- 本文
· · · · ·
豊橋市の精神科の可知記念病院です。
今回は医局が担当します。
運動と抗うつ薬
重度ではないうつ病に対して
・運動
・抗うつ薬
・運動と抗うつ薬
これらの治療がどれも同等の効果であろうという論文がありました(Sports Med. 2022 Sep 16;bjsports-2022-105964. PMID: 36113975)。すべて対照群と比較して有意に改善を示しています。
運動が抗うつ薬と大きな差がなく有効であることは、いくら強調してもし過ぎにならないでしょう。ただ、抗うつ薬を明らかに上回るものではなく、かつ抗うつ薬治療と運動を併用しても改善度合いが変わるわけでもなさそうだということも覚えておいて良いかもしれません。期待しすぎてはダメ、ということですね。
· · · · ·
- 抽出データ

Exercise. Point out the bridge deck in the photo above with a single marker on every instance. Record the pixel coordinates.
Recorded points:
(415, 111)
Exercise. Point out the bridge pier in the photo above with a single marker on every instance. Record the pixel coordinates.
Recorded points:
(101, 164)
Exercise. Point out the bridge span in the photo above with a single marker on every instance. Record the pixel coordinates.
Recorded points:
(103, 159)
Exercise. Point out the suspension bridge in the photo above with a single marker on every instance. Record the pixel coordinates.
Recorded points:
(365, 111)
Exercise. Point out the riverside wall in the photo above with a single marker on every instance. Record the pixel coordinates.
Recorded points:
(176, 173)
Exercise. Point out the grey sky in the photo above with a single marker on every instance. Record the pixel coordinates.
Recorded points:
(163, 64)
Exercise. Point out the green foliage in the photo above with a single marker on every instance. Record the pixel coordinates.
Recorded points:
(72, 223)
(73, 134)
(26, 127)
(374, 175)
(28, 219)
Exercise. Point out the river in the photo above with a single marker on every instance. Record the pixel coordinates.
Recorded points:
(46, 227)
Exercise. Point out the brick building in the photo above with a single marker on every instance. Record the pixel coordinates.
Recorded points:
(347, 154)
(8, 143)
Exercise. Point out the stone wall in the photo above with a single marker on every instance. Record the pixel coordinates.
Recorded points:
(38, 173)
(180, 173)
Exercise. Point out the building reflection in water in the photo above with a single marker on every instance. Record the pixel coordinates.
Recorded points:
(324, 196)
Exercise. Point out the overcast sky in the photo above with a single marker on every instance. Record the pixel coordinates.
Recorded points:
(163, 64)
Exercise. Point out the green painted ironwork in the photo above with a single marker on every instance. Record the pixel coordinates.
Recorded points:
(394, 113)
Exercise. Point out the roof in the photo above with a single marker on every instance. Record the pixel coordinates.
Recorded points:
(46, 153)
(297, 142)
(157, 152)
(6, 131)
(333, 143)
· · · · ·
- 指示
[a] 本文で紹介されている論文では、重度ではないうつ病に対する運動、抗うつ薬、その併用の効果はどのように示されていますか。
[b] 本文が「期待しすぎてはダメ」と述べている理由を、本文に沿って説明してください。
[c] 運動と抗うつ薬を扱った本文を、最後の文の後から書き継いでください。

- 回答一覧
[a] いずれも同等の効果であり、すべて対照群と比較して有意な改善を示しています。

[b] 運動は抗うつ薬と大きな差がなく有効であるものの、抗うつ薬を明らかに上回るわけではありません。また、抗うつ薬治療と運動を併用しても、改善の度合いは変わらないようだからです。

[c]
注意点としては、運動は抗うつ薬治療よりも中断が多かったという点。やはり運動は皆さん途中でやめてしまいがちですね…。特にうつ病であれば身体が重くなり意欲も低下しがちなので、運動を続けるハードルは高くなってしまいます。
それでも、続けられればメリットになってくれることでしょう。抗うつ薬との併用は眼を見張るような効果ではないのですが、筋力を維持して身体の調子を整える役目はあるものと思われます。
身体を動かすとこころも動きます。できるところから少しずつ、継続ということを念頭に開始してみてはいかがでしょうか。